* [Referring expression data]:

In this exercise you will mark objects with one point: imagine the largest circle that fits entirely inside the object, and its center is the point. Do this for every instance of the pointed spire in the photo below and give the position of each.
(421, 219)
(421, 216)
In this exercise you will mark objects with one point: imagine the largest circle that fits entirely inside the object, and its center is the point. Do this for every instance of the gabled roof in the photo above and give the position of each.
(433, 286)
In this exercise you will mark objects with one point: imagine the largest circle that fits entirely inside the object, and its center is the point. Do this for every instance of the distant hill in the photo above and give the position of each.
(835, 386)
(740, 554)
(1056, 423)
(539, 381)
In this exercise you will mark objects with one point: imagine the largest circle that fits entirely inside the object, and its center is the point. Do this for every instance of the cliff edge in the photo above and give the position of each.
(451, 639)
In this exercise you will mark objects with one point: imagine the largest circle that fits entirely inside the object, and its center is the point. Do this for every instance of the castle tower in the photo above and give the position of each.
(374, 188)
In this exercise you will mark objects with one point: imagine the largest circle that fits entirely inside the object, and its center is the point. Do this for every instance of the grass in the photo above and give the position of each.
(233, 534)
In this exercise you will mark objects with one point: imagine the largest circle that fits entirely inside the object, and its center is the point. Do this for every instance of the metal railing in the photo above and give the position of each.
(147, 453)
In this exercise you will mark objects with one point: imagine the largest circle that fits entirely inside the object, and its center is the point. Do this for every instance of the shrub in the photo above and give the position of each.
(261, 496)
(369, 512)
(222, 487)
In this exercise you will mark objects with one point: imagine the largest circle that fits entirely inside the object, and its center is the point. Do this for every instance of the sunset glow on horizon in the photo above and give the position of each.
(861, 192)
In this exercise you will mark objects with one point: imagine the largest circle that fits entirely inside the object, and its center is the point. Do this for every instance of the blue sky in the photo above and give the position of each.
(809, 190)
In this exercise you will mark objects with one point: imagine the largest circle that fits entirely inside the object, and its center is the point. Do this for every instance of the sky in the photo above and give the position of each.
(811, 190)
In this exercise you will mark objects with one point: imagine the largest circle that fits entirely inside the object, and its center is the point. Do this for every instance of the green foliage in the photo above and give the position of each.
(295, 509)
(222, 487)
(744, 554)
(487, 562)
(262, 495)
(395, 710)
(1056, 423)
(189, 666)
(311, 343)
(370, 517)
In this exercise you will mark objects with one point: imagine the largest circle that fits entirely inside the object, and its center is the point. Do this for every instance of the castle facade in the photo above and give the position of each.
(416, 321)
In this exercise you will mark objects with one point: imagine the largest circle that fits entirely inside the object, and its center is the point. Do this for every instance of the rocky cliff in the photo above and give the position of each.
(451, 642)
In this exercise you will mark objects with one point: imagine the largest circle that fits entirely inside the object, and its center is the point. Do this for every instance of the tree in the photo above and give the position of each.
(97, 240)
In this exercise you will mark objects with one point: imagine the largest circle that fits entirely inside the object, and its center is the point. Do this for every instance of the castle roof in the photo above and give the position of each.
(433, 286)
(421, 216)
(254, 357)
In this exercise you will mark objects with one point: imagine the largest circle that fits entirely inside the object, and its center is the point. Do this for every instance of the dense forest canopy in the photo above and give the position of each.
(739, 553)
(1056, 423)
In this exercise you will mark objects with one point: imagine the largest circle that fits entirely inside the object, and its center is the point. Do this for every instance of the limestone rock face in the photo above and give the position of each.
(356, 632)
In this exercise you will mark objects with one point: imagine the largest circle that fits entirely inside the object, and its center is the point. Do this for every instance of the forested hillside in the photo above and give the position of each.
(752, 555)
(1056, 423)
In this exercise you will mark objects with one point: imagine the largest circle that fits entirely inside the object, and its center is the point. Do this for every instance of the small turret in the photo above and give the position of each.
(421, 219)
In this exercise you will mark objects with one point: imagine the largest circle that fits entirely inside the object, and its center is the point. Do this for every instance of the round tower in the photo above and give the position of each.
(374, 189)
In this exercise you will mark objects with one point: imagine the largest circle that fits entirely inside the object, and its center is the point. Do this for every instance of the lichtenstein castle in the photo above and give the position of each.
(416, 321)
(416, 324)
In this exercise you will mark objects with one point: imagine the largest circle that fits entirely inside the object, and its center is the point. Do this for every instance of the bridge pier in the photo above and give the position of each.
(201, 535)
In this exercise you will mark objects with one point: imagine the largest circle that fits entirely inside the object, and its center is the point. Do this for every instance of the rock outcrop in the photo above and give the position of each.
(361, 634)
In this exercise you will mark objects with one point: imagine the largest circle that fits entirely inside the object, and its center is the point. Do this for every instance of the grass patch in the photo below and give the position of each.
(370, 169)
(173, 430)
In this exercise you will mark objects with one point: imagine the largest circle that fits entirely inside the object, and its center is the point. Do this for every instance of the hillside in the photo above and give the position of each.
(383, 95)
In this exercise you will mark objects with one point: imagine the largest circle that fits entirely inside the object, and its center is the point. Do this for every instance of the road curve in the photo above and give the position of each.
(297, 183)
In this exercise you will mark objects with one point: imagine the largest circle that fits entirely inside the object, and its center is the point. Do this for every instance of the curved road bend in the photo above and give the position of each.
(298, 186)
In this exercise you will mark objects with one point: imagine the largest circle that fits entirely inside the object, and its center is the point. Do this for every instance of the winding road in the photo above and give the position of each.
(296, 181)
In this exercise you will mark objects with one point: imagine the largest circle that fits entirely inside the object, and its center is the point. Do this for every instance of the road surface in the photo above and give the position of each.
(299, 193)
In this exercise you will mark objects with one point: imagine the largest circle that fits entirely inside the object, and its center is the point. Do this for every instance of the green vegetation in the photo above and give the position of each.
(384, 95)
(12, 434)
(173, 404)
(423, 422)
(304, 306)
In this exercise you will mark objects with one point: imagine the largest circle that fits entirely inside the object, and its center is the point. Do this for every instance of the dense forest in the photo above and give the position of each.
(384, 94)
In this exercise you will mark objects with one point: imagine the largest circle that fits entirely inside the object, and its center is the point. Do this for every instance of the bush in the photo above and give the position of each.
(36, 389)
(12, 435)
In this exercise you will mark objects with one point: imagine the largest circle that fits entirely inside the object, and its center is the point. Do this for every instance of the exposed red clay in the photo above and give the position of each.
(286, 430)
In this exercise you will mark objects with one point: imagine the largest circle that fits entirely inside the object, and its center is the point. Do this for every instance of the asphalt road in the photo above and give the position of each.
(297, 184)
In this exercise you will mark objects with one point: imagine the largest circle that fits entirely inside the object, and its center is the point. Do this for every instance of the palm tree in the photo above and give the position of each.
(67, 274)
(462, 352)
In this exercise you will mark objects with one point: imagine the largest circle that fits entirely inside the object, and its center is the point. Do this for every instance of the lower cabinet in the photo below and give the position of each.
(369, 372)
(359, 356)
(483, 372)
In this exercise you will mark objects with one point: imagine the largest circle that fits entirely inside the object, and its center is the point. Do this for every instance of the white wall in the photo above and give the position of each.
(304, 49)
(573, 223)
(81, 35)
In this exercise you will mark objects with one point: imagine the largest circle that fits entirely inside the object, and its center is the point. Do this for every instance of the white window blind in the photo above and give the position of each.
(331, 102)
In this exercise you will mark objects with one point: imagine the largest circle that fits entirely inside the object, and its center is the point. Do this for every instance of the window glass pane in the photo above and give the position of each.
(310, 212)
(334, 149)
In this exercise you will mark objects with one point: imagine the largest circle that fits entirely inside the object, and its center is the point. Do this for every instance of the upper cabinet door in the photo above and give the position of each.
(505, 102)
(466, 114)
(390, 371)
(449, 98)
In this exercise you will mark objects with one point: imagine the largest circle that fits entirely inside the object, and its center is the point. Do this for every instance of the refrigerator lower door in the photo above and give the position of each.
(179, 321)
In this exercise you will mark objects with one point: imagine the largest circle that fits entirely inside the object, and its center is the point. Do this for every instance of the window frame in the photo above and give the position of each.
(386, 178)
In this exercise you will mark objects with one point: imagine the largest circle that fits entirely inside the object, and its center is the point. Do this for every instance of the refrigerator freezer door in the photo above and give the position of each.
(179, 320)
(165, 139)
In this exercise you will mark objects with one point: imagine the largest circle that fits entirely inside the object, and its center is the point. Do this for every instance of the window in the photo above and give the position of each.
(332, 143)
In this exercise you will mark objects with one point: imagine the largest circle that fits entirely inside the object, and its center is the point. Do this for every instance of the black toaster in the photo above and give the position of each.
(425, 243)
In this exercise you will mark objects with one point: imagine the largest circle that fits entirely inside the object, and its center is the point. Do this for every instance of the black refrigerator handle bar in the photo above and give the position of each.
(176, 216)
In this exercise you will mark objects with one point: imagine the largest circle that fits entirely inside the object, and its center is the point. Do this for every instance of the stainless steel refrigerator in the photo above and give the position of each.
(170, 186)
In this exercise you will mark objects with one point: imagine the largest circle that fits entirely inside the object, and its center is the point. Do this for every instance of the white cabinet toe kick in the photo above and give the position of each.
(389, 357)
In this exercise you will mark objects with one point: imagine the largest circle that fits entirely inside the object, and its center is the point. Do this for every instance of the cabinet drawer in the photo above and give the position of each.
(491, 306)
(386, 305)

* [Work instructions]: After locating the line with "of the cabinet", output that line and every later one exactly, through the end of the entries above.

* [Solved exercise]:
In this exercise you will mark objects with one point: imagine the largest circle that fits entirely inside the object, and its center is the point. Do this for every instance of the cabinet drawer in the photo above and give the position of each.
(491, 306)
(386, 305)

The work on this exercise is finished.